WHAT IS REQUIRED:
Pull out each line in the records below that contains the word "beige".

PROVIDED ENTRIES:
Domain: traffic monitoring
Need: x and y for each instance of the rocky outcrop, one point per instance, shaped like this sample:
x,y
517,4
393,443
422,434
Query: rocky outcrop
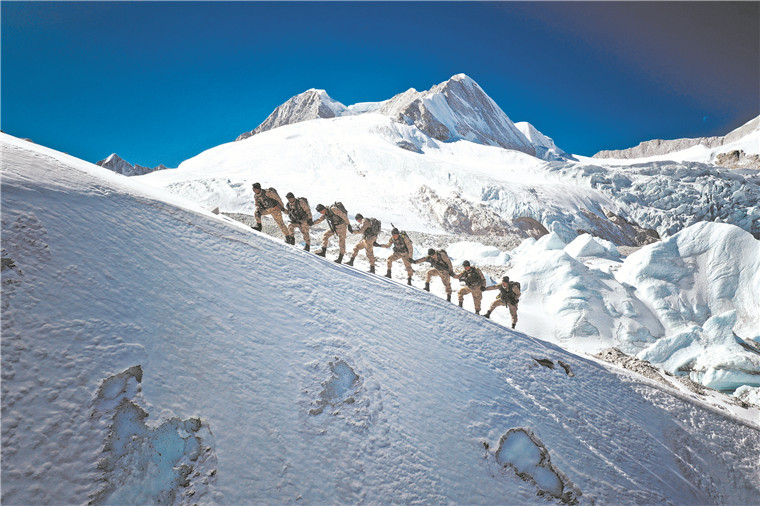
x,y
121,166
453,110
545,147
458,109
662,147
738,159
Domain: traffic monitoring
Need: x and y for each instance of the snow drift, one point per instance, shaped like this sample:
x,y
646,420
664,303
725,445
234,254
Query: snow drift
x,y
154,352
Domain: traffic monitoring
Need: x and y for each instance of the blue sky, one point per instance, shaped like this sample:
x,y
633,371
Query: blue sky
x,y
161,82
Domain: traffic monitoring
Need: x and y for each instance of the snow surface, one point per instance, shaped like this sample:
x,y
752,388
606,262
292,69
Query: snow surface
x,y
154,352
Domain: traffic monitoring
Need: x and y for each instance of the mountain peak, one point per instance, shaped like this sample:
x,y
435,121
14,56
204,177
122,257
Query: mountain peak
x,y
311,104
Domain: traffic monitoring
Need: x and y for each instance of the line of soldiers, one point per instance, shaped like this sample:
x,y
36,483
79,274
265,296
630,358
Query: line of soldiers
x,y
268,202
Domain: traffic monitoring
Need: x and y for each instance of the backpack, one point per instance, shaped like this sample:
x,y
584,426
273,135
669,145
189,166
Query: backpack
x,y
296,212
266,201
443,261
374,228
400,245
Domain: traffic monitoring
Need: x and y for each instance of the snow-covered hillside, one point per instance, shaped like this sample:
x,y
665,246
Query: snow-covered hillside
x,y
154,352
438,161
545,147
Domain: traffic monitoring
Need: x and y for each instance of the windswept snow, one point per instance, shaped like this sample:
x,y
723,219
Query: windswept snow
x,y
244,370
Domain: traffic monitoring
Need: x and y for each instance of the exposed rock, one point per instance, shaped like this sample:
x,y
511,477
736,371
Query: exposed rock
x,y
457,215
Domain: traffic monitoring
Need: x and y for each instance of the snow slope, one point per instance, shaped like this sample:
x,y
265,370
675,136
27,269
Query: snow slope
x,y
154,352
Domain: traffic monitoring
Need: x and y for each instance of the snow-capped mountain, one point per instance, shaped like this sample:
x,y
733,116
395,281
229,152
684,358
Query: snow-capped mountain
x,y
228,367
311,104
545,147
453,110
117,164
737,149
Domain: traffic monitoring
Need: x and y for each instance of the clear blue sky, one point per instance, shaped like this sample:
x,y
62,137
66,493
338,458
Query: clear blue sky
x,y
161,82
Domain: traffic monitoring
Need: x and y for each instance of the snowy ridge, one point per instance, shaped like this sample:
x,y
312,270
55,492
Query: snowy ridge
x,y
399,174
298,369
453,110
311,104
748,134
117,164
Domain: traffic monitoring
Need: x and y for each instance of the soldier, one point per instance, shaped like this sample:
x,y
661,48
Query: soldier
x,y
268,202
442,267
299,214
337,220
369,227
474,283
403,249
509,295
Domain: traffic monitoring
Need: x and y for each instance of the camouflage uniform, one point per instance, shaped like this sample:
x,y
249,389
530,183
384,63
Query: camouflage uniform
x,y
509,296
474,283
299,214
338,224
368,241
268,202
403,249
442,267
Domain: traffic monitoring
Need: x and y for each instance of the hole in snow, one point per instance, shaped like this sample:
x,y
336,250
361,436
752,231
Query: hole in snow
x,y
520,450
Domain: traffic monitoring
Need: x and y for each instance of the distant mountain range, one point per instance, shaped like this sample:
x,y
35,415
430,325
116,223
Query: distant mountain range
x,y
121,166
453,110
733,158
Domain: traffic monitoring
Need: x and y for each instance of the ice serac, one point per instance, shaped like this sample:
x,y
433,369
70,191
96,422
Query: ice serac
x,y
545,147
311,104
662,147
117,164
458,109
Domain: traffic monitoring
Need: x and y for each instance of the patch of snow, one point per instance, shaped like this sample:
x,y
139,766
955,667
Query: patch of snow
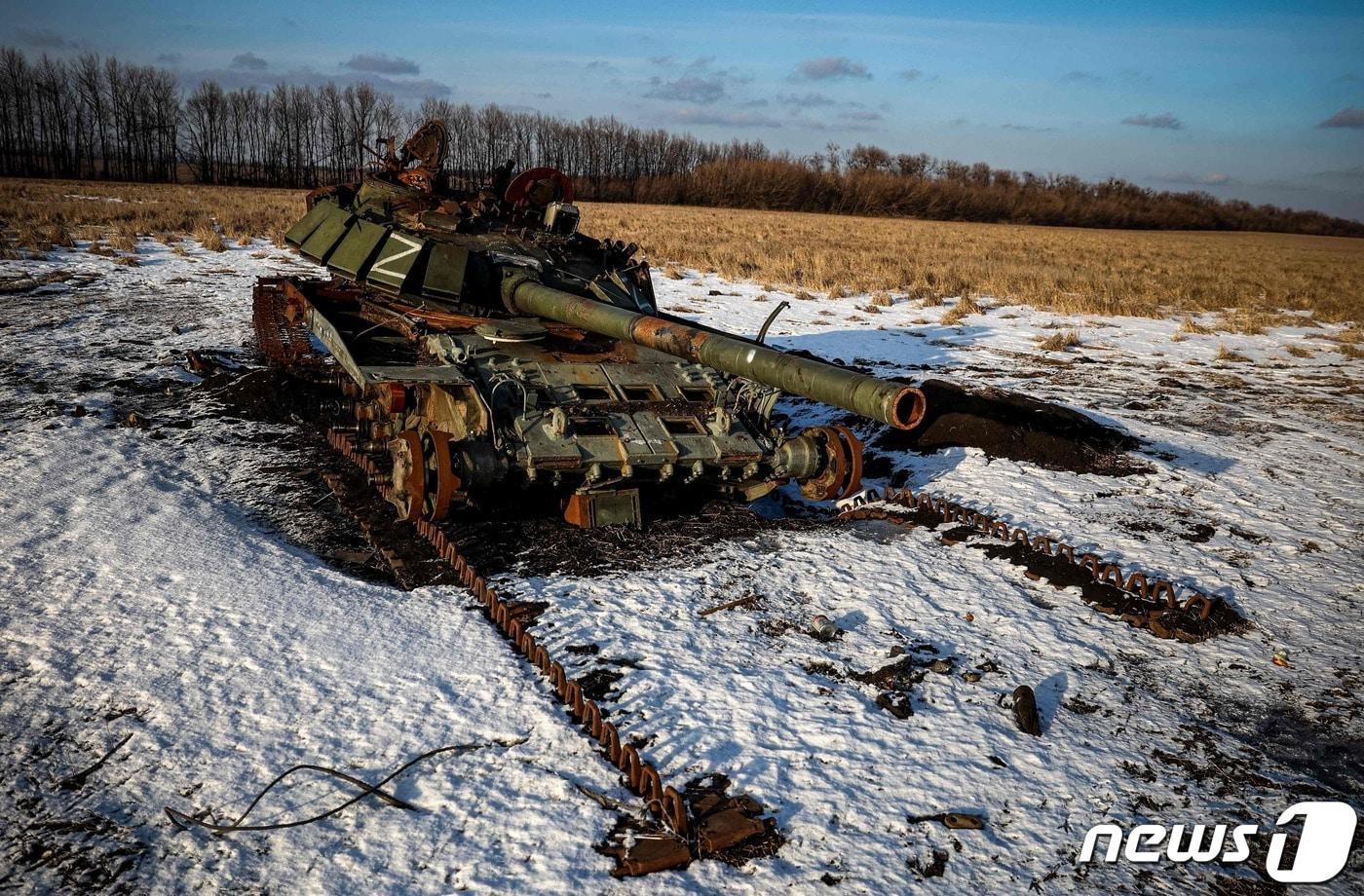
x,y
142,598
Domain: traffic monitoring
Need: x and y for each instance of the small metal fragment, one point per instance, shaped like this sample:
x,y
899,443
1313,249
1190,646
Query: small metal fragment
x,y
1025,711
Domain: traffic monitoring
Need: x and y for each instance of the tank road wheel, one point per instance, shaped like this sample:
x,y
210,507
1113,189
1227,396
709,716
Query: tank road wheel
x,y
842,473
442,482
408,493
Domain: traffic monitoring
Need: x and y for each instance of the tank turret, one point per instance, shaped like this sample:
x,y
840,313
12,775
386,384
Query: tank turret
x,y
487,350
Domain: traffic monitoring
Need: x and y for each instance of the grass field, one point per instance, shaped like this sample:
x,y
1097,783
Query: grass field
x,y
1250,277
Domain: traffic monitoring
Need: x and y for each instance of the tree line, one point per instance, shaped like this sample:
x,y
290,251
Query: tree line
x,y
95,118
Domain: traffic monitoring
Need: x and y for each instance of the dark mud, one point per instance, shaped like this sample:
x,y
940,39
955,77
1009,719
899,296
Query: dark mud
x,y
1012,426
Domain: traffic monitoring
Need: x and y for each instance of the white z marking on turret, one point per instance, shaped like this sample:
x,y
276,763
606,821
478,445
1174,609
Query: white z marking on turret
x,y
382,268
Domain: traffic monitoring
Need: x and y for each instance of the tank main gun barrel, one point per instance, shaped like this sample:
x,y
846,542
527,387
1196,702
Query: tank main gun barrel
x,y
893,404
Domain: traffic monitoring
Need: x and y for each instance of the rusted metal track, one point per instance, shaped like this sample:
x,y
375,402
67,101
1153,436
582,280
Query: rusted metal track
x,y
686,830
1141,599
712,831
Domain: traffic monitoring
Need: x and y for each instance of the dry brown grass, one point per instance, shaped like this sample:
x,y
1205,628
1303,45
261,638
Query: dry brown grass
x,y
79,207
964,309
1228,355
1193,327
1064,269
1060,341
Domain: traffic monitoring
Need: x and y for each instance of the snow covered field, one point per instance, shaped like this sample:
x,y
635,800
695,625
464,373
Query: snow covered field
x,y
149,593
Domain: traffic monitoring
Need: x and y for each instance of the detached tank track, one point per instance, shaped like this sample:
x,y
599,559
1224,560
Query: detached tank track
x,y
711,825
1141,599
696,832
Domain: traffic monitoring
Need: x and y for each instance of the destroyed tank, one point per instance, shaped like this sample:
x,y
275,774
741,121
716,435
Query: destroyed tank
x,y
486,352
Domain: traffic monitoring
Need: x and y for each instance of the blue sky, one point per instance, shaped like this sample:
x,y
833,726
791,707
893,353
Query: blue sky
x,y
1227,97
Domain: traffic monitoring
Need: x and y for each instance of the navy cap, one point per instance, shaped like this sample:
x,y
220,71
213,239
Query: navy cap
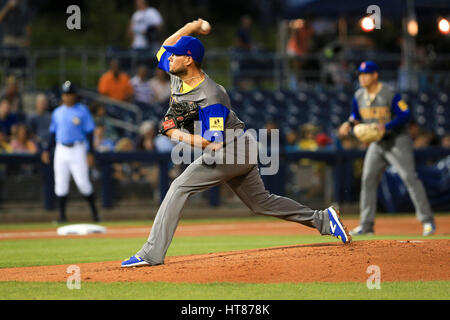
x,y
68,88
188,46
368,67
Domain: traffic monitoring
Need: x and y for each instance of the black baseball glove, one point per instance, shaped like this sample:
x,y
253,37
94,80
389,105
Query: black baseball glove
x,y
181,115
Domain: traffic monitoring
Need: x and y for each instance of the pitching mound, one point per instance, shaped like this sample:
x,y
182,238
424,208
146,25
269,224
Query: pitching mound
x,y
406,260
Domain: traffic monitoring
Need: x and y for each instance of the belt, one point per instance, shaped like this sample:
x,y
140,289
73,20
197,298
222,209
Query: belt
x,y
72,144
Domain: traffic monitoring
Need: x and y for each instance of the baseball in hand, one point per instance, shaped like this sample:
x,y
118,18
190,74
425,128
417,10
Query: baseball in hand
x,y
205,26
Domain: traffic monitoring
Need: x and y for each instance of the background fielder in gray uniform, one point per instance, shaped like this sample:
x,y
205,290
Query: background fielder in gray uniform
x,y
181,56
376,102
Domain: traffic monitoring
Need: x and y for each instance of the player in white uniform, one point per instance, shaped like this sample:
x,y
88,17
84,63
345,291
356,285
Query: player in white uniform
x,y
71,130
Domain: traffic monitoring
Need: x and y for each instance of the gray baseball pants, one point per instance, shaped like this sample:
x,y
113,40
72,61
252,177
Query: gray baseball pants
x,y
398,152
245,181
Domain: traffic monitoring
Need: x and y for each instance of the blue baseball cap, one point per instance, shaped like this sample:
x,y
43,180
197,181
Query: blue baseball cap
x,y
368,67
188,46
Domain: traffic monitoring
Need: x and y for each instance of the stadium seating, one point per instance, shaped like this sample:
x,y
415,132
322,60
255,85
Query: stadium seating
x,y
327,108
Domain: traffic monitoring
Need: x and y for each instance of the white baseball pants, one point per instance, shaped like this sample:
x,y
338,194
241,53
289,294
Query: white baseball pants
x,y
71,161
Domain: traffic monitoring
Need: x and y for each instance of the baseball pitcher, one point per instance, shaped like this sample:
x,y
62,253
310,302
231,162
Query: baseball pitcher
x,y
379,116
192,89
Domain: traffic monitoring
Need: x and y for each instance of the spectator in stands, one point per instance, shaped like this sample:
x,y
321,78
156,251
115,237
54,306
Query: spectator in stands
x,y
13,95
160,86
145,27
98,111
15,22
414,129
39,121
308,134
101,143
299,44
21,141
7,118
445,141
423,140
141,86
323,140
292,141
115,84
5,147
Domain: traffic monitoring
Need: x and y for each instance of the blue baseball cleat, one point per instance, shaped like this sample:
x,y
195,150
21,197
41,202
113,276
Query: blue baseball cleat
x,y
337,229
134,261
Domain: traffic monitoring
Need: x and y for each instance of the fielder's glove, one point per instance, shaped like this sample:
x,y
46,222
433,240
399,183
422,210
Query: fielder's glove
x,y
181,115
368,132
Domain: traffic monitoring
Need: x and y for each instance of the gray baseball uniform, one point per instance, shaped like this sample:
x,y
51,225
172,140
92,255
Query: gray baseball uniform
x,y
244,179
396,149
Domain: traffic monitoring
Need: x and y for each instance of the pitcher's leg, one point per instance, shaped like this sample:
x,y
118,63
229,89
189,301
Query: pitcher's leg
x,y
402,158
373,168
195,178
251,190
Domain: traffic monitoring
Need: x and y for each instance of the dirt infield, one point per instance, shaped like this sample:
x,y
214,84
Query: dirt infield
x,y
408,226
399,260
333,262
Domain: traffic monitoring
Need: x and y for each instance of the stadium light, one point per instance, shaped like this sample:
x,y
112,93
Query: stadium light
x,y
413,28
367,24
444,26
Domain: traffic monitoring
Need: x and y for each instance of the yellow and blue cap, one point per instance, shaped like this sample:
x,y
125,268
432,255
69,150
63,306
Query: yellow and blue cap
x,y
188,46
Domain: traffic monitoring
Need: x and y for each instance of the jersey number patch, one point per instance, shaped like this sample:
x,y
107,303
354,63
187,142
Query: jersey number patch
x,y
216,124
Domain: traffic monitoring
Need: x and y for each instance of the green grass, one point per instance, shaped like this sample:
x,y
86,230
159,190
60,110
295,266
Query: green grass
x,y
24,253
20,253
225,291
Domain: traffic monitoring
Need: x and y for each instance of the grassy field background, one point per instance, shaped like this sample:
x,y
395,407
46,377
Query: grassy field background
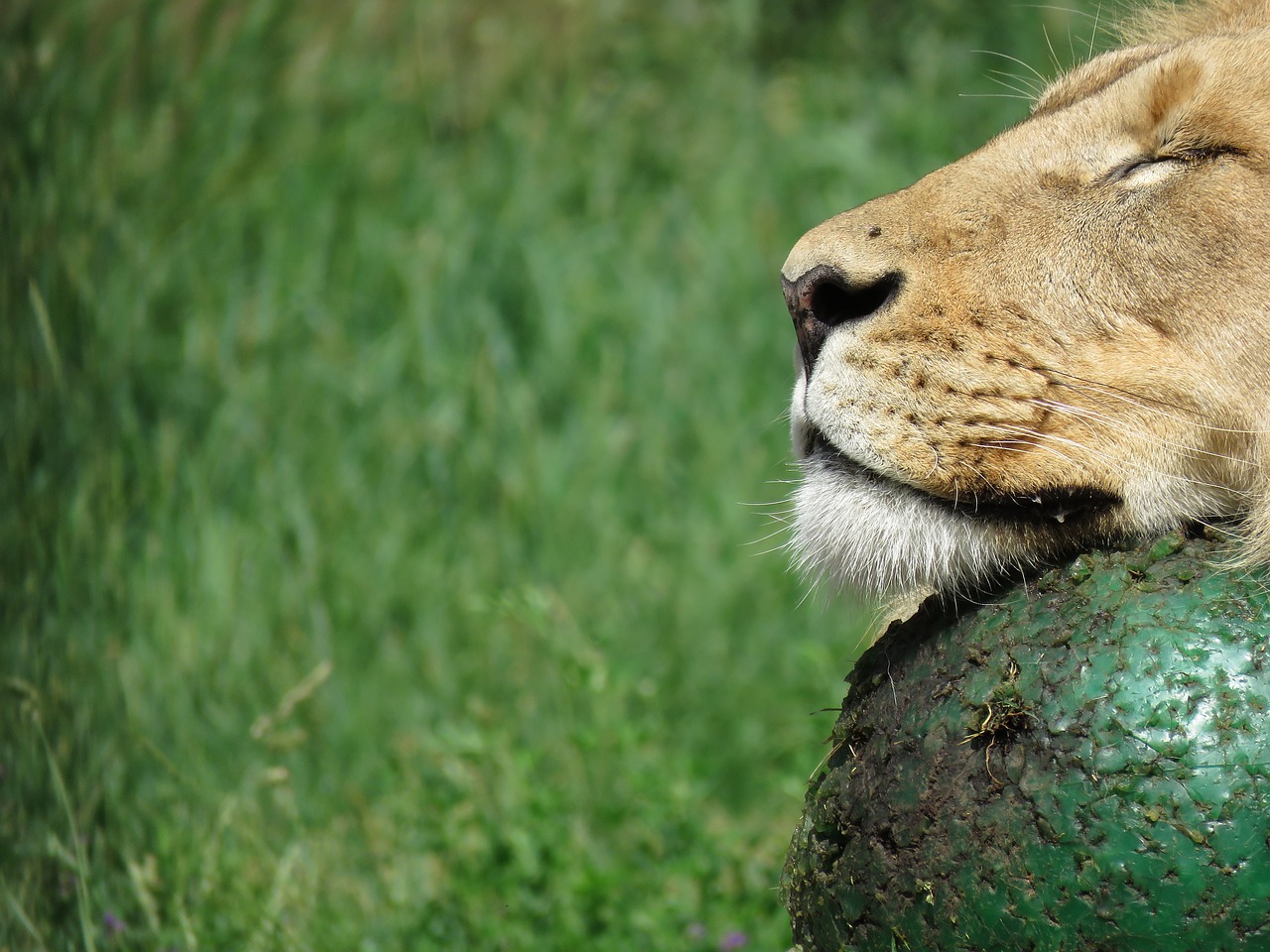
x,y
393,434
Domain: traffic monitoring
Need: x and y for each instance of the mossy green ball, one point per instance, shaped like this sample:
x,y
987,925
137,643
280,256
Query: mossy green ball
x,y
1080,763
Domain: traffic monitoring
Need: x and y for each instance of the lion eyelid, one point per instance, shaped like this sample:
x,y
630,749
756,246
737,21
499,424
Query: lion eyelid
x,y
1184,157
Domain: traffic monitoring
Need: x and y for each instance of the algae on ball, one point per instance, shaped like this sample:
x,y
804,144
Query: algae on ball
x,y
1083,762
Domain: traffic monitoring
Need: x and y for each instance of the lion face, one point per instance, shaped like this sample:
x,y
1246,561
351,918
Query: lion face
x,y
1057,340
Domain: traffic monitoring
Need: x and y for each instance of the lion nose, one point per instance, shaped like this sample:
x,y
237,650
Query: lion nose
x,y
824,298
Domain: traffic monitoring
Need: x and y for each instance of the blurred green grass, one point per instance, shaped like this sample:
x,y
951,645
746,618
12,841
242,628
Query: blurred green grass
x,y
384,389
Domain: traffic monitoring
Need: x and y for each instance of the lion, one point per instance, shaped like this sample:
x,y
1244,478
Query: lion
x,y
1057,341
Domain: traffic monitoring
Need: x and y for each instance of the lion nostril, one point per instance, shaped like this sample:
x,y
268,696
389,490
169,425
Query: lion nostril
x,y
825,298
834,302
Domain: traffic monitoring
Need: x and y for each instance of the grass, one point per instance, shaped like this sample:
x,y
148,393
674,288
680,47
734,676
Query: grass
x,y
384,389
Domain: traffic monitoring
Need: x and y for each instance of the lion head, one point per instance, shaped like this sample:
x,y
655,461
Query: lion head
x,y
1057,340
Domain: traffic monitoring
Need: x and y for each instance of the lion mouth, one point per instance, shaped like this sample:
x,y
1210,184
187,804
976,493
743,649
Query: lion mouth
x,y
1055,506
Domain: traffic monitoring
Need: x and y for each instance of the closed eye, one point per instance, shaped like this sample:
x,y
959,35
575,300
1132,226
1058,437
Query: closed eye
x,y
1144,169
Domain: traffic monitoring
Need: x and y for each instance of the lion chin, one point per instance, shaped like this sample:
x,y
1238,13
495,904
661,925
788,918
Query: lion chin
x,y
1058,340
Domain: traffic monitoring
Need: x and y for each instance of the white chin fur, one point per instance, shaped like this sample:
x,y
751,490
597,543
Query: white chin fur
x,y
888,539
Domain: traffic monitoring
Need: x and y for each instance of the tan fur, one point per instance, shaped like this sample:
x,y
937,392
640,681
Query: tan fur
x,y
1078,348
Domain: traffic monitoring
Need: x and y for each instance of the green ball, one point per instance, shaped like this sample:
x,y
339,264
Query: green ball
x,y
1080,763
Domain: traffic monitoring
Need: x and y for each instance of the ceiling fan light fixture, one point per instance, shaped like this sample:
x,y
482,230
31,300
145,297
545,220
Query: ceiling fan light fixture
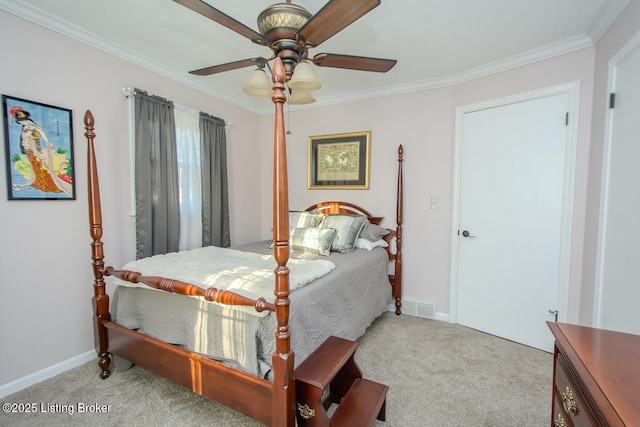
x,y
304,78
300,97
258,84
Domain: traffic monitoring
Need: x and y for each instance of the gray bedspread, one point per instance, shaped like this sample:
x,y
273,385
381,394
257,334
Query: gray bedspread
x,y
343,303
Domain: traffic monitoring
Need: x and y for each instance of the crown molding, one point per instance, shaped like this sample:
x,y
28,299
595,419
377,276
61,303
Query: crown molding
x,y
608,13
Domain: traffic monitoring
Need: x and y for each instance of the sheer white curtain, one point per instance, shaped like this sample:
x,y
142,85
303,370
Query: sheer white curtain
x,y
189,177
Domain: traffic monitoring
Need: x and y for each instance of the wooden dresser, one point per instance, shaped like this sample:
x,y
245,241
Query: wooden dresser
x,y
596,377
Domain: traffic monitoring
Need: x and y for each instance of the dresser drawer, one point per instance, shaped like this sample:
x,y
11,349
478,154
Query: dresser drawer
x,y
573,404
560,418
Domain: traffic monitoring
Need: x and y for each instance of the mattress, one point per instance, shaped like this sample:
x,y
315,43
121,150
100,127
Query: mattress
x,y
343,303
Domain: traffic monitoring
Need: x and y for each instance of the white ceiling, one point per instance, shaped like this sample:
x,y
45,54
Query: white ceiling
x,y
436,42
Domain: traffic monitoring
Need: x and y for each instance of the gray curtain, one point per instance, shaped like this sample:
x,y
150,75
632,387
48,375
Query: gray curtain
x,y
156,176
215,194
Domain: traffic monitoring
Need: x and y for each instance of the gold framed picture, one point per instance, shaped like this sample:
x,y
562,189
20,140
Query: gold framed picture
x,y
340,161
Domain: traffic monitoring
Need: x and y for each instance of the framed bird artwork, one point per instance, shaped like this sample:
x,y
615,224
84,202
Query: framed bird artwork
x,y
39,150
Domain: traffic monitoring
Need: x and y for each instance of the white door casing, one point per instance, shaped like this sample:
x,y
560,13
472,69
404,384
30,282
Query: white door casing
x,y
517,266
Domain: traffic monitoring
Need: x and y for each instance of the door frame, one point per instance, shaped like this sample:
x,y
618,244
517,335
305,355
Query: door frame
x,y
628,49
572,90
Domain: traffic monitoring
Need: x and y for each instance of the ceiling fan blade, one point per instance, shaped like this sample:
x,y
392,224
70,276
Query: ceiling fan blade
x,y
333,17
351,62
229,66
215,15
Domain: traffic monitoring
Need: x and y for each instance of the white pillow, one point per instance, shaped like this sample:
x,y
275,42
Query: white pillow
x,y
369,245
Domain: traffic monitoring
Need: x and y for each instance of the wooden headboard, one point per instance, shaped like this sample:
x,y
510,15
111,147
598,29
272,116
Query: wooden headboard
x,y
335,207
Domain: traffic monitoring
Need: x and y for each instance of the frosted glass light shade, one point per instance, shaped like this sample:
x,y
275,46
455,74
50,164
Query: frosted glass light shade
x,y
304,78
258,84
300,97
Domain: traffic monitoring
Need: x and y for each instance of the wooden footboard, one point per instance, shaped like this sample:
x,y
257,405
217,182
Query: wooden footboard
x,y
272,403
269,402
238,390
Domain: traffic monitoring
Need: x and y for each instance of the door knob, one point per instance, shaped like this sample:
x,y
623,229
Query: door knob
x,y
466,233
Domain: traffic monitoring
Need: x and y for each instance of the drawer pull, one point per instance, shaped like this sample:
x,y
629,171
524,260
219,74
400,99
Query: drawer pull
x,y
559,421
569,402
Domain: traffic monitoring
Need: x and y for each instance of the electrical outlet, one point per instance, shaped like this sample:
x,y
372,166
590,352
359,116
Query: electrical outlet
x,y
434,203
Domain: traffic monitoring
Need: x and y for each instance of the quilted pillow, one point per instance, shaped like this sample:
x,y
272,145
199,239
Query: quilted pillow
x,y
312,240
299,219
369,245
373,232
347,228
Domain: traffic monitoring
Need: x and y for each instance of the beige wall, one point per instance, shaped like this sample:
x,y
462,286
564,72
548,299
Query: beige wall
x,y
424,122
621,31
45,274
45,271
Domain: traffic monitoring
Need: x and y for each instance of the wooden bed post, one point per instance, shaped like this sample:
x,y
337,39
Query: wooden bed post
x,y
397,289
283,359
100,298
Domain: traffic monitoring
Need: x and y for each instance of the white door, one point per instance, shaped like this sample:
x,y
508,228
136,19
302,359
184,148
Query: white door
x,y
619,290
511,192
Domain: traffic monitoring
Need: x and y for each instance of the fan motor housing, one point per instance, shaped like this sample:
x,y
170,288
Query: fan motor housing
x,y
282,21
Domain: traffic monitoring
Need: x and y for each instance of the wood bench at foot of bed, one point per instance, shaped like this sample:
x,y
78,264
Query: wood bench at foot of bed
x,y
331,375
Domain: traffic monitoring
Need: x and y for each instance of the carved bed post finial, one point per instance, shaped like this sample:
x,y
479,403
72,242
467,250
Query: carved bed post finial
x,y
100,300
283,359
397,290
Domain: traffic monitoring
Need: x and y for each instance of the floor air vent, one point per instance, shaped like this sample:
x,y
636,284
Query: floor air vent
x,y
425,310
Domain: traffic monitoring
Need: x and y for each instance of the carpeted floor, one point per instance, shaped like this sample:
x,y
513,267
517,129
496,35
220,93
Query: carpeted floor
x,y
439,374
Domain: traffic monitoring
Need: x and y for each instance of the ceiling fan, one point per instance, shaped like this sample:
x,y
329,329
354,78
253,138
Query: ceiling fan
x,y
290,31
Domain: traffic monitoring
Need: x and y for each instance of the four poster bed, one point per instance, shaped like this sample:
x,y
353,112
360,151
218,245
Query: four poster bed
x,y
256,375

TASK RESPONSE:
Need: x and y for each instance of the beige wall, one point per instance, shaped like this sample:
Query: beige wall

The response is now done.